Free eduycation is not a panacea
When I went to college I had friends whose parents couldn’t afford to pay for college and they went anyway. I had friends who watched their elder siblings go through college and get advanced degrees and they made excuses why they couldn’t go. I saw others who could have gone for a free ride and were too cool for school. Georgia has free public college for anyone with a B average or better and still kids can’t be bothered to do it. It boils down to motivation of the kids. Either they are motivated or they or not. The motivated ones find a way, the rest make excuses. This is the same dynamic that plays out in all social programs. You can give, give, give and eventually people have to stand on their own you we need to quit giving and force them to stand on their own.
Re: Free eduycation is not a panacea
I really disagree with this, the issue is that we’re pushing people into degrees from four year universities that may not yield employment and leave them saddled with debt. Not everyone has the aptitude for a free ride (If you think for a minute, a B average already means above average, which is a C if grades are administered properly). Should every C student be stuck with a HS Diploma or worthless degree that buries them in debt? Mike Rowe has been on about the need for low cost vocational education, and I think he’s right. It’s long, but I really agree with this interview he did: https://www.youtube.com/watch?v=qzKzu86Agg0
Re: Free eduycation is not a panacea
The reason that the concept of free education exists and is a good thing is not that it benefits the students. It’s that it benefits the entire society.
Seems to me you would be better off giving them the money to start a business.
An educated populace is more difficult to rule over and abuse, therefore the powers that be see fit to curtail the education of the masses in their ill fated attempt at world domination.
It is harder for kids to get into college today because more kids want to go to college. That trend will begin to change as there are fewer kids today than there has been in the past.
Colleges are now being run as a business, so they are spending tons of money on new dorms that trend high class, cafeterias that serve actual good food and other perks to get kids to want to go there.
College sports programs have coaches making high 7 figure salaries, build multi-million dollar sports complexes, etc.
We have forgotten what college is supposed to be, a place to learn and discover what you want to do with your life.

TASK STATEMENT >> In the forum thread on free education, what grade average qualifies a student for free public college in Georgia?

[Saved data entries]

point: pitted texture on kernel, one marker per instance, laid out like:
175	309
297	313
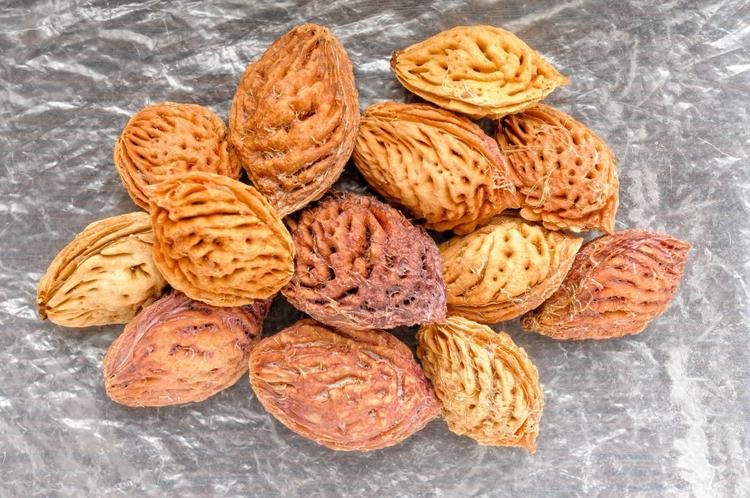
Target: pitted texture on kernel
167	139
218	240
360	264
565	175
480	71
104	276
441	167
347	390
488	387
618	283
294	117
505	268
180	351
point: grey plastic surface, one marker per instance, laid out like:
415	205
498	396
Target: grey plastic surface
665	413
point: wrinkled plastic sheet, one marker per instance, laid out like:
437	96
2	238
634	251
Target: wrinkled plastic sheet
664	413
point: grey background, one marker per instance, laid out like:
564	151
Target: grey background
667	84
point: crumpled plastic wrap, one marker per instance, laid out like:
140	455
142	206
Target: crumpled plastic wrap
665	413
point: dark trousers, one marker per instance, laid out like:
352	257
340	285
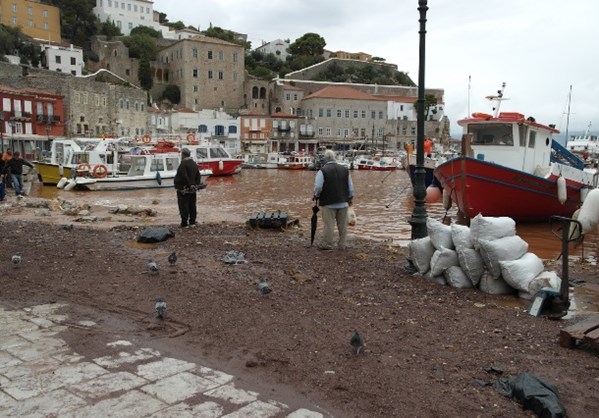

IN RESPONSE >> A B average or better.